The SWCC shown in FIG. 4 shows the soil water content as a function of the soil moisture potential, which is also known as the matric pressure or potential. The curved line shows that at low matric pressures (less negative), the soil holds its maximum amount of water and at high matric pressures (more negative), the soil holds its least amount of water. There are several physical characteristics that correspond to approximate matric pressures, namely, saturation, field capacity, permanent wilting point, and plant-available water.


During a rain shower or irrigation application, the soil pores will be filled with water. If all soil pores are filled with water, the soil is said to be saturated. Since no air is present in the soil at saturation, the plant will suffer. Although there are exceptions, many crops cannot withstand saturated soil conditions for more than a few (e.g., 2 to 5) days. The period of saturation of the topsoil usually does not last long. After the rain or irrigation has stopped, part of the water present in the larger pores of the soil will move downward. This process is called drainage or percolation.


Field capacity is typically used interchangeably with the terms water holding capacity and water retention capacity. Field capacity is the amount of soil moisture or water content held in the soil after excess water has drained away and the rate of downward movement of the water has materially decreased, which usually takes place 2-3 days after a rain or irrigation in pervious soils of uniform structure and texture.


The permanent wilting point is the point when there is no water available to the plant. The permanent wilting point depends on plant variety, but it is usually around 1,500 kPa (15 bars). At this stage, the soil still contains some water, but it is difficult for the roots of the plant to extract the water from the soil. Nearly 1,500 kPa of tension is required to extract the water by the plant. At this limit, if no additional water is supplied to the soil, most plants die.


The soil can be considered a water reservoir for the plants. When the soil is saturated, the reservoir is full. However, some water drains rapidly below the root zone before the plant can use it. When this water has drained away, the soil is at field capacity. The plant roots draw water from what water remains in the reservoir. When the soil reaches the permanent wilting point, any remaining water is no longer available to the plant. The actual water available to the plant (i.e., the plant-available water) is the amount of water stored in the soil at field capacity minus the water that will remain in the soil at the permanent wilting point. The available water content is affected by the soil texture and structure.


In general, the fibrous media can achieve improved water-holding performance in the region of interest (shown in FIG. 4), which translates to the fibrous media increasing the plant-available water relative to the base soil alone.


In some exemplary embodiments, the fibrous media can achieve comparable or better levels of PAW at a lower dosage than some conventional soil amendments (e.g., silicas, biochar, mulch).


In some exemplary embodiments, the fibrous media can achieve comparable or better levels of PAW at a lower cost than some conventional soil amendments (e.g., SAPs).

▶ [To be done]:
1 > In the soil water text, what tension usually marks the permanent wilting point?
2 > Which physical characteristics does the soil water text say correspond to approximate matric pressures?
3 > Continue the soil water text from its last sentence.
You won't need the pointing data for any of this.

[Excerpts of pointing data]
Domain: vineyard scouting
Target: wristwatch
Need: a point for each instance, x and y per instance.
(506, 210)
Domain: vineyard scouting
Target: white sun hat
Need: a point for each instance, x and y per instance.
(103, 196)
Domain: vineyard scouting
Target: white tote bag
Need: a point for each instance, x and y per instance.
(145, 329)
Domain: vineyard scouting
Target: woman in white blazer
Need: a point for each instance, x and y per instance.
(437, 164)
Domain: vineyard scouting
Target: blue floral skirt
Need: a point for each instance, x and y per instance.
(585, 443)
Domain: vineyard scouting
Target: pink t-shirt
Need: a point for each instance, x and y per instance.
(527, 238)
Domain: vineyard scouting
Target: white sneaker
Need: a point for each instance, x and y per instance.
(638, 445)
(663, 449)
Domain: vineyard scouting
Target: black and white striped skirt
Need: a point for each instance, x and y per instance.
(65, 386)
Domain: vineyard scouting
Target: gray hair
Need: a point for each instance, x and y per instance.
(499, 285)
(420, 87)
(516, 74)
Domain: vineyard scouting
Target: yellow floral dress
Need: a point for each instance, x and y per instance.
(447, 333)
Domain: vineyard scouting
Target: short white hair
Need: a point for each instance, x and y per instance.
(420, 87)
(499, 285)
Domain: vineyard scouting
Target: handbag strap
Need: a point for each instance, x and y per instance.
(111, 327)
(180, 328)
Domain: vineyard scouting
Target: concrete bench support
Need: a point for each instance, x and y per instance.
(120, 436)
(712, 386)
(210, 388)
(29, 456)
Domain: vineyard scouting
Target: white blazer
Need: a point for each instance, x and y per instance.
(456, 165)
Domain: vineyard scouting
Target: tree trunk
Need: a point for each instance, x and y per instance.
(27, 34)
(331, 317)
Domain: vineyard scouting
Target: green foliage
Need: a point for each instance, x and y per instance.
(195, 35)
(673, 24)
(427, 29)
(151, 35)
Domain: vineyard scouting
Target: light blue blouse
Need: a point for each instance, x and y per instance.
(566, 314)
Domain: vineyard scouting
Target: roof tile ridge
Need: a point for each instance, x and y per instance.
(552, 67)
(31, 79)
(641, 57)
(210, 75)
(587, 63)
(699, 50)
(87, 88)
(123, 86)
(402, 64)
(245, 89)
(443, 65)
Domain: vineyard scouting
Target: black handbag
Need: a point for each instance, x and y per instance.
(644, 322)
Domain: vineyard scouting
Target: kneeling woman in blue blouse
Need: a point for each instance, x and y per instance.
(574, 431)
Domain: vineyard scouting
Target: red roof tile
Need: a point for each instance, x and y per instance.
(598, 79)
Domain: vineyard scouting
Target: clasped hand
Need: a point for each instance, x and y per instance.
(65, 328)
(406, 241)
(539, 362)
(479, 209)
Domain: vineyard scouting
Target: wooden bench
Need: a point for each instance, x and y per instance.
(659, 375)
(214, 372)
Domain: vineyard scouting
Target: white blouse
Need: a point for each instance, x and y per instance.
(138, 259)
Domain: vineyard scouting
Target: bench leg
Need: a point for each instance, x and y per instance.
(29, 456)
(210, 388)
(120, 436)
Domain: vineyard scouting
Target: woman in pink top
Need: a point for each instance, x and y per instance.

▶ [Answers for the exercise]:
1 > About 1,500 kPa (15 bars).

2 > Saturation, field capacity, permanent wilting point, and plant-available water.

3 >
In some exemplary embodiments, the fibrous media can avoid various drawbacks associated with conventional soil amendments, such as soil pH sensitivity (e.g., SAPs) and high material variability (biochar).


In a measurement of the SWCC, which will be described with reference to the graph 500 of FIG. 5, an embodiment of a fiberglass media (having an average fiber diameter of 3 μm and a density of 320.37 kg/m3) was introduced as a soil amendment. The SWCC and its importance was described with reference to the graph 400 of FIG. 4. Measurements in this study were obtained with a pressure/vacuum extraction technique where the specimens are positioned on a porous ceramic plate and the water is extracted from the specimen by the plate operating at a negative pressure relative to the soil. Once equilibrium was reached, the mass of the specimen was determined and then compared to its oven-dried mass, where the difference is the mass of water held at that suction level. Measurements for this work covered the pressure range from 10 kPa suction to 1,500 kPa suction. This pressure range was selected because, as noted above, it represents the field capacity on the low end and the permanent wilting point on the high end.


In the trial, the impact of soil amendment samples encompassing 0% by volume to 100% by volume of the fiberglass media (including 15%, 30%, and 50%) were assessed, with the base soil without any amendment therein representing 0% on the x-axis and the case where all of the soil is replaced with the fiberglass media representing 100% on the x-axis. Thus, the x-axis spans from 100% base soil to 100% fiberglass media, per a given volume. In the graph 500, the PAW of the base soil (without any of the fiberglass media therein) was normalized to a value of 1.0 on the y-axis. Thus, using this normalized scale and correlating the data points generated by the aforementioned samples, it was determined that the impact of the fiberglass media as a soil amendment scales linearly with the volume of the fiberglass media. This relationship is illustrated by the dashed line in FIG. 5. As shown in the graph 500, the fiberglass media exhibited the potential to hold nearly three (3) times more PAW than the soil, in this case a sandy loam soil.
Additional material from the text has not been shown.